» **PASSAGE SHOWN**
>> Begin

BACKGROUND OF THE INVENTION
In hydraulic or airless paint spraying, a pump is utilized to
pressurize the paint to pressures of 2,000 pounds per square inch
and greater so that the paint can be atomized upon release from a
nozzle in a spray gun. The type of pump preferably used for this
purpose is the double acting piston pump because of the piston
pump's ability to handle high viscosity paints or coatings easily
and the capability of the double acting pump to pump fluid on both
the upstroke and downstroke of the piston thereby providing a
relatively even flow of paint to the nozzle of the spray gun. In
the double acting piston pump a stepped piston reciprocates in a
cylinder having an inlet at one end and an outlet at the second end
whereby two chambers are formed in the cylinder by the stepped
piston. The first or inlet chamber is defined by the piston head
and the cylinder and the outlet or exhaust chamber is formed at the
opposite end of the piston and is defined by the stepped down
portion of the piston and the cylinder wall. A transfer or bypass
valve is disposed in the piston to transfer paint from the inlet
chamber to the outlet chamber. On the intake stroke of the piston
the transfer valve is closed while simultaneously the inlet valve
is opened by vacuum so as to draw paint into the inlet chamber. On
the down or exhaust stroke of the piston, the inlet valve is closed
by the fluid pressure exerted on it while the bypass valve is
opened by the fluid pressure exerted on it so as to permit the
paint in the inlet chamber to pass through the transfer valve and
into the exhaust chamber. Because of the volume difference between
the inlet and exhaust chambers, approximately half the paint
transferred to the exhaust chamber is forced through the pump
outlet during this stroke while the other half remains in the
exhaust chamber. On the next intake stroke, as the piston withdraws
in the cylinder it forces the remaining paint in the exhaust
chamber through the pump outlet while at the same time paint is
brought in through the inlet valve into the inlet chamber. An upper
seal packing located at the upper extremity of the cylinder
sealingly engages around the stepped down portion of the piston and
seals the outlet chamber of the cylinder from the exterior. A lower
seal packing located within the cylinder sealingly engages around
the piston head and separates the outlet and inlet chambers.

>> End

» **EXERCISES TO COMPLETE**
[1] In the paint pump background, rewrite the paragraph beginning "In hydraulic or airless paint spraying" as a short bulleted list that keeps its main facts.
[2] According to the paint pump background, what opens the inlet valve on the intake stroke?
[3] List every event the paint pump background describes as happening on the down or exhaust stroke of the piston.

» **DATASET EXCERPT**
>> Begin

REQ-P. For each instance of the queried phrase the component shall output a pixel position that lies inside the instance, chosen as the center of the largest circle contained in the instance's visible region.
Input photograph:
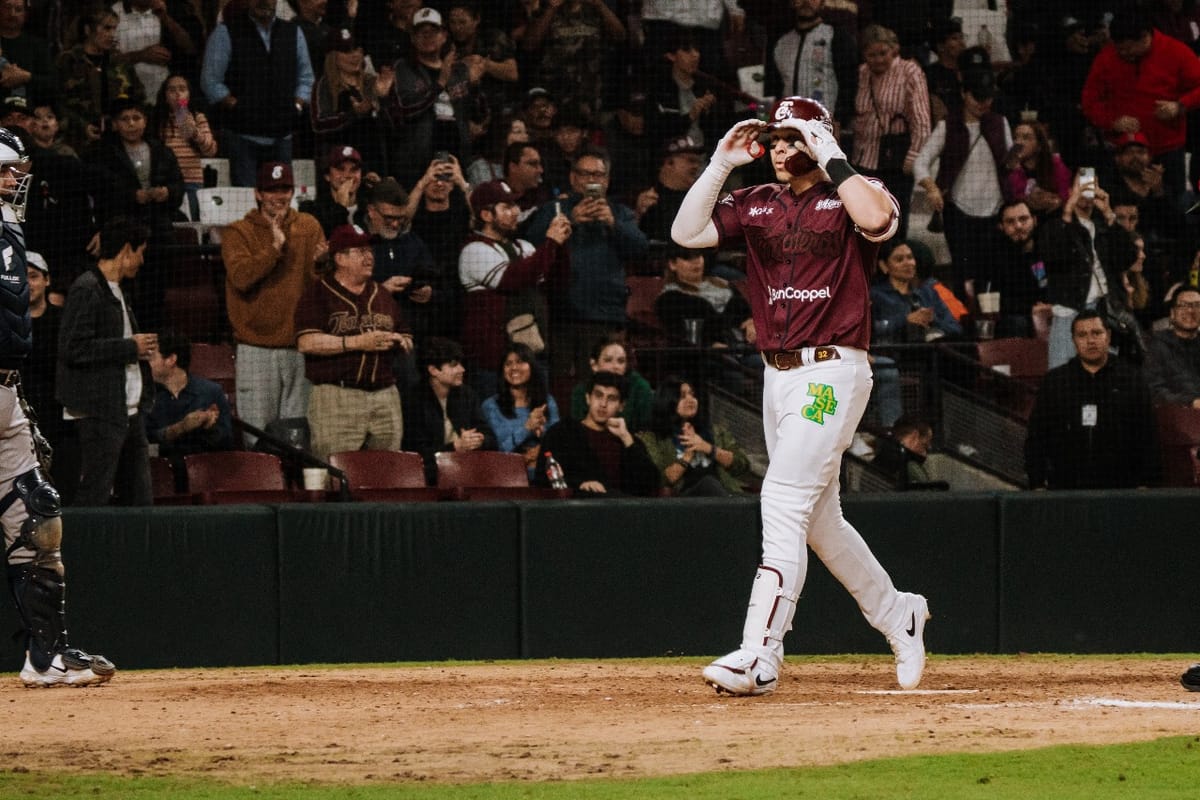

>> End

» **RESPONSES PER TASK**
[1]
- Airless paint spraying uses a pump to pressurize paint to 2,000 pounds per square inch or more, so it atomizes when released from the spray gun nozzle.
- A double acting piston pump is preferred because it handles high viscosity paints easily and pumps on both the upstroke and downstroke, giving a fairly even flow.
- A stepped piston moves back and forth in a cylinder that has an inlet at one end and an outlet at the other, forming two chambers.
- The inlet chamber lies between the piston head and the cylinder. The outlet (exhaust) chamber lies between the stepped down part of the piston and the cylinder wall.
- A transfer (bypass) valve in the piston moves paint from the inlet chamber to the outlet chamber.
- Intake stroke: the transfer valve closes, and vacuum opens the inlet valve to draw paint into the inlet chamber.
- Down (exhaust) stroke: fluid pressure closes the inlet valve and opens the bypass valve, so paint passes into the exhaust chamber. Because the chambers differ in volume, about half of this paint leaves through the outlet and half stays behind.
- Next intake stroke: the remaining paint is pushed out through the outlet while new paint enters the inlet chamber.
- An upper seal packing seals the outlet chamber from the outside. A lower seal packing around the piston head separates the outlet and inlet chambers.

[2] The inlet valve is opened by vacuum.

[3]
- The inlet valve is closed by the fluid pressure on it.
- The bypass valve is opened by the fluid pressure on it.
- Paint in the inlet chamber passes through the transfer valve into the exhaust chamber.
- About half of the transferred paint is forced through the pump outlet.
- The other half stays in the exhaust chamber.